→ **Supplied text**:
BEGIN
Some diyur moogan buildings also have “tomechet” (assisted) and “siyudi” (nursing care) departments for residents whose health has deteriorated and are experiencing difficulties in some daily functions. Here the resident receives all the care he/ she needs, without leaving the familiar surroundings.

There are many, many diyur moogan facilities in Israel to choose from, and they range vastly in amenities, cost and religious character. There are a number of residences in Jerusalem and the central region that cater specifically to English speakers. Diyur moogan is paid for privately and cost is based on the size of the apartment unit which can range from one to three rooms. Typically, it requires a large “buy-in” deposit that depreciates over time, plus a monthly fee that covers taxes, utilities, clearning, activities, transportation and basic medical supervision. A growing number of facilities now offer a monthly rental arrangement without buying in. 

In-Home Care

Whether living in a private home or a diyur moogan, you will want to factor in the cost of in-home care should the need arise. Israel boasts a developed and highly subsidized system of long-term care designed to enable aging in place (whether in the community or in a diyur moogan), over one-third of which is provided by live-in migrant caregivers. You can find valuable information about the costs of live-in care here: Confused About How to Budget for a Live-In Foreign Caregiver? Here are the Nuts and Bolts.

Residential Care

Nursing homes (beit avot) in Israel offer services for the elderly who need help in their daily functioning. Different homes, or different departments within the same home, address different types and levels of care needed.

  • Assisted Living (t’shushim): for individuals who need partial assistance for everyday tasks like showering, dressing, or eating. An assisted living facility offers on-site services  and activities. Assisted living facilities are regulated by social services (revacha) and generally funded by the individual, though in some cases partial funding from the revacha is available.
  • Nursing Care (siyudi): for individuals who need full assistance for everyday tasks like showering, dressing, or eating. Nursing homes are highly regulated through the Ministry of Health, which also provides a subsidy known as a “code” to eligible individuals.
  • Dementia/Alzheimer’s Care (t’shushay nefesh). for individuals with memory, judgment, and/or orientation deficits, who require daily assistance and constant supervision. The emphasis in these facilities is on the cognitive state of the person, so he or she may be completely independent functionally without any special physical problems. These institutions are also highly regulated through, and potentially subsidized by, the Ministry of Health.
  • Complex Nursing Care (siyudi murkav): for individuals who require both functional assistance and special medical attention in addition to assistance with daily tasks. Eligibility to be placed in a complex nursing care facility is determined by medical staff and a supervising nurse on behalf of the kupat cholim 
  • Rehabilitation (Shikum): for individuals with impaired functional ability caused by a medical condition or event who can potentially benefit from rehabilitation services. Admission is by referral from hospital medical staff to a dedicated rehabilitation facility or hospital rehab ward through the kupat cholim, and financed by the kupah.

These are not easy decisions. It is imperative that you have an open and honest discussion as a family for any option under consideration. Do your due diligence: read reviews and consult with a knowledgeable lawyer before signing a contract. Join our Facebook Group Sandwich Generation Israel where you can connect with people who have personal experience with many of the facilities in Israel. Consider working with a professional Care Manager to guide you through the different choices, explain government and private funding options and help your family come to a decision.
END
→ **The data**:
BEGIN
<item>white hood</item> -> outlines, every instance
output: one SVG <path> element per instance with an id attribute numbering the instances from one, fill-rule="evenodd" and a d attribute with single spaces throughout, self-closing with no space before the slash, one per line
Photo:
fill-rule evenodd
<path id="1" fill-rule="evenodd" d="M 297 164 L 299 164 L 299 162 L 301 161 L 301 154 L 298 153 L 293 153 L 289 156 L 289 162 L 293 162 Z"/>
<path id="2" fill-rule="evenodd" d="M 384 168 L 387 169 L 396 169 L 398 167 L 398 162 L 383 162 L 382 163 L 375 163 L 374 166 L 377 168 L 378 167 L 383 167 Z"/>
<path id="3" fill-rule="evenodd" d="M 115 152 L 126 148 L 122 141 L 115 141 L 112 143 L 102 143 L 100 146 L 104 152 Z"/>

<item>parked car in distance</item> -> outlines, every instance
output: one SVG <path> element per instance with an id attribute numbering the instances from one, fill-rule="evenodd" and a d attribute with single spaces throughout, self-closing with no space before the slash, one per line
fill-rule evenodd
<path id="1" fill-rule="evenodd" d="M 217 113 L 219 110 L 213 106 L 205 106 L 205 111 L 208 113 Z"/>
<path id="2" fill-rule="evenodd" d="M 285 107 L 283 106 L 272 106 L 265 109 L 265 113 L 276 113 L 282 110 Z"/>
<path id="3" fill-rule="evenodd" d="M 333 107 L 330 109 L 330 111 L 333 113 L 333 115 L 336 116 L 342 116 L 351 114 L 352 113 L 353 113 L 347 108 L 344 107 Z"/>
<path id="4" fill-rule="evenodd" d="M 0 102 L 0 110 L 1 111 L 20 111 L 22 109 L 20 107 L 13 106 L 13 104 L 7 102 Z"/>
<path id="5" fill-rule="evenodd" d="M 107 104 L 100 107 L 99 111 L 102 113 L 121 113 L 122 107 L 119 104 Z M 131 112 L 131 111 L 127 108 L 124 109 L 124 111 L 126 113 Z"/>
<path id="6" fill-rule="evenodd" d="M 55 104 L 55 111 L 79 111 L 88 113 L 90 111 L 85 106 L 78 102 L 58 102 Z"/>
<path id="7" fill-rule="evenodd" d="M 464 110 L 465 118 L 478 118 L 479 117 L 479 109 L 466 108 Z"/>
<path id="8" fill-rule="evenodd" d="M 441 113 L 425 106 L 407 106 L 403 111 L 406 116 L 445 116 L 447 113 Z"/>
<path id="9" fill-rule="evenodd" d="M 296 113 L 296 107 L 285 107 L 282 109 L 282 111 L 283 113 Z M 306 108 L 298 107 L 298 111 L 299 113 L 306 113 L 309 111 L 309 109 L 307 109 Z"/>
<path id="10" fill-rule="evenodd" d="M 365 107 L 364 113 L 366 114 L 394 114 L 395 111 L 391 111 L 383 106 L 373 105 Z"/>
END
Duplicate the passage of the text on eldercare options in Israel between "These are not" and "to a decision.", inclusive, without altering any wording.

These are not easy decisions. It is imperative that you have an open and honest discussion as a family for any option under consideration. Do your due diligence: read reviews and consult with a knowledgeable lawyer before signing a contract. Join our Facebook Group Sandwich Generation Israel where you can connect with people who have personal experience with many of the facilities in Israel. Consider working with a professional Care Manager to guide you through the different choices, explain government and private funding options and help your family come to a decision.